- **Problem statement**
Put the rows below into a JSON list of strings, with one string for each line and blank lines left out.

- **Excerpted records**
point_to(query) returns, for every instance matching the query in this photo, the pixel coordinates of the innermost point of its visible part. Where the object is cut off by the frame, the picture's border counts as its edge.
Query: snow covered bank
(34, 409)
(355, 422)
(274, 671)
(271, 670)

- **Completed task**
[
  "point_to(query) returns, for every instance matching the query in this photo, the pixel coordinates of the innermost point of its visible part. Where the object is cut off by the frame, the picture's border counts as its edge.",
  "Query: snow covered bank",
  "(34, 409)",
  "(355, 422)",
  "(274, 671)",
  "(271, 670)"
]